──────── Zitierter Text ────────
Das Foto zeigt eine Gruppe von Leuten auf einem Dock auf dem Jaluit-Atoll, das zu den Marshallinseln gehört. In der Dokumentation „Amelia Earhart: The Lost Evidence“ behaupten die Filmemacher, dass es sich bei zwei Personen auf dem Bild um Earharts Navigator Fred Noonan und Earhart selbst handelt, die sich 1937 in Gewahrsam des japanischen Militärs befinden. Auf dem Foto soll ein Mann, der neben einem Pfeiler steht, Fred Noonan sein, während es sich bei einer Person unbestimmten Geschlechts, die am Rand des Docks hockt, um Earhart handeln soll.
Neue Hinweise lassen allerdings darauf schließen, dass das Foto 1935 in einem japanischen Reisebericht über die Inseln des Südpazifiks erschien. Kota Yamano, der einen Blog über japanische Militärgeschichte betreibt, erklärte in einem Post vom 9. Juli, dass er das Bild über eine Suche der Japanischen Nationalbibliothek gefunden hat. Er hat den Suchbegriff „Jaluit-Atoll“ verwendet – den Ort, der auf dem Foto angegeben ist.
──────── Auszug aus Datensatz ────────
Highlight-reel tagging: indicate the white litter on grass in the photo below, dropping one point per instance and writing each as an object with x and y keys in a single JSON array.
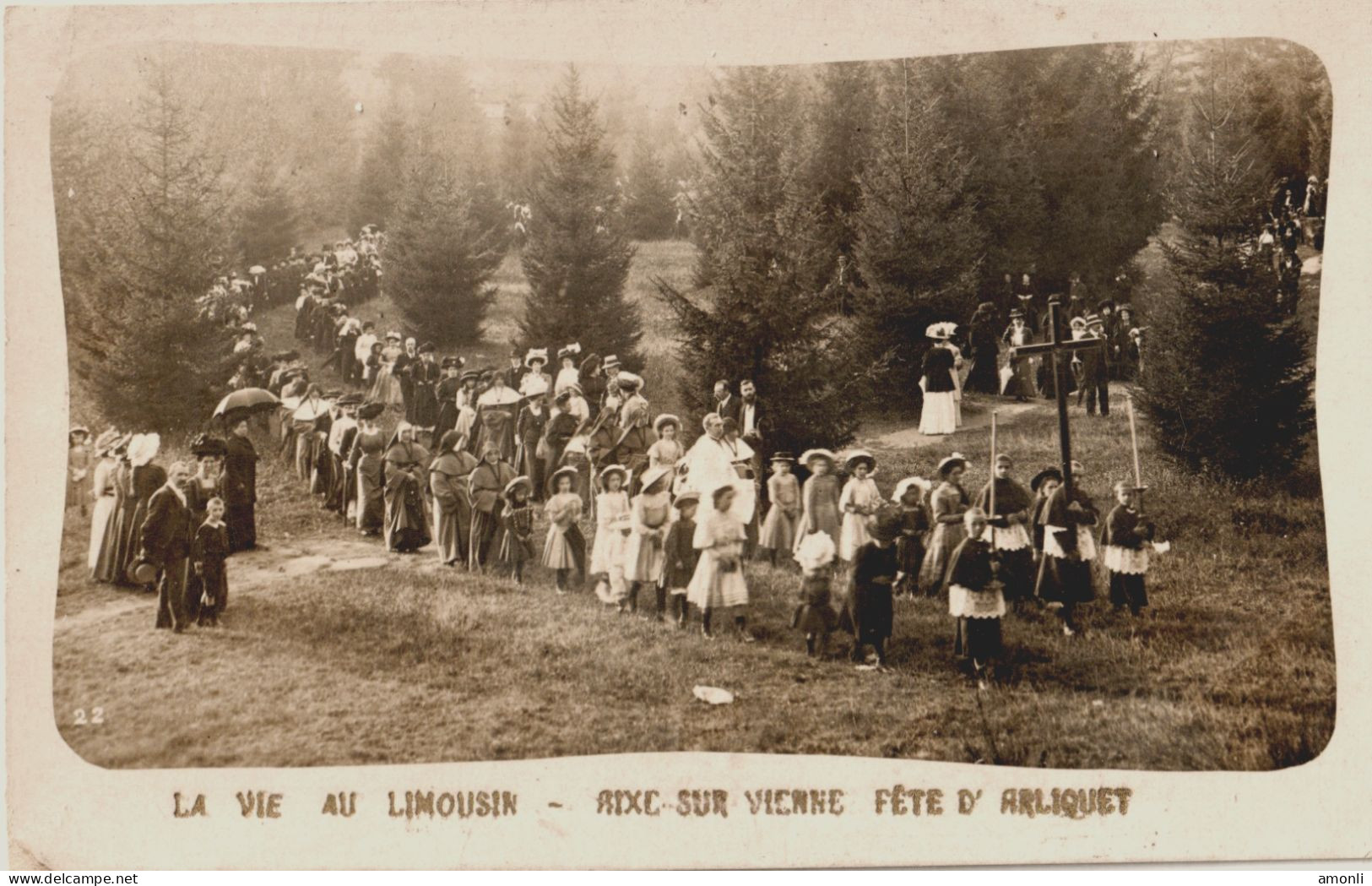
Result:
────────
- [Aufgaben im Überblick]:
1. Beantworten Sie anhand des Textes über das Earhart-Foto diese Fragen:
(a) Auf welchem Atoll befindet sich das Dock, das auf dem Foto zu sehen ist?
(b) Wer soll laut den Filmemachern der Mann sein, der neben einem Pfeiler steht?
(c) Über welche Suche hat Kota Yamano das Bild gefunden?
2. Führen Sie den Text über das Earhart-Foto nach seinem letzten Satz weiter.
Das Material stammt aus einer anderen Quelle als der Text.

- [Ergebnisse je Aufgabe]:
1.
(a) Auf dem Jaluit-Atoll, das zu den Marshallinseln gehört.
(b) Earharts Navigator Fred Noonan.
(c) Über eine Suche der Japanischen Nationalbibliothek.

2.
„Das Foto war das zehnte Suchergebnis, das auftauchte“, sagte er in einem Interview mit dem „Guardian“. „Ich war wirklich froh, als ich es gesehen habe. Ich finde es merkwürdig, dass die Macher der Dokumentation das Veröffentlichungsdatum des Fotos und die Publikation, in der es ursprünglich erschien, nicht bestätigt haben. Das ist das Erste, was sie hätten tun sollen.“
Sein Suchbegriff brachte den Reisebericht „The Ocean's "Lifeline": The Condition of Our South Seas“ (dt. Die ‚Rettungsleine‘ des Ozeans: Der Zustand unserer Südsee, wobei „lifeline“ sowohl Rettungsleine als auch Lebensader bedeuten kann) zum Vorschein, in dem das besagte Foto auf Seite 44 zu sehen ist. Eine Übersetzung der Bildunterschrift beschreibt einen lebhaften Hafen, in dem regelmäßig Schonerrennen stattfinden – kein Wort über Earhart oder Noonan. Seite 113 des Buches lässt darauf schließen, dass der Reisebericht im Oktober 1935 veröffentlicht wurde.
Yamano hat seine Beweise laut eigener Aussage innerhalb von 30 Minuten zusammengetragen. Sie untergraben die Behauptung des History Channel, dass die berühmte Pilotin auf den Marshallinseln abstürzte und in Gefangenschaft des japanischen Militärs geriet. Einwohner der Marshallinseln und einige Earhart-Enthusiasten sind schon seit Langem Verfechter dieses Szenarios. Viele andere begeisterte Verehrer der Pilotin finden es allerdings hanebüchen.
Die offizielle Position der USA lautet, dass Earhart und Noonan der Treibstoff ausging und sie im Meer abstürzten, als sie auf dem Weg zur Howlandinsel waren. Die kleine Insel liegt im Pazifik, nur ein Stück nördlich des Äquators. Sie war der geplante Zwischenstopp des Duos zwischen Papua-Neuguinea und Hawaii.
Eine alternative Hypothese schlägt vor, dass sie eine Bruchladung auf Nikumaroro machten, einer kleinen Insel etwa 350 Seemeilen entfernt von der Howlandinsel. Dort fand man auch Gegenstände aus den 1930ern.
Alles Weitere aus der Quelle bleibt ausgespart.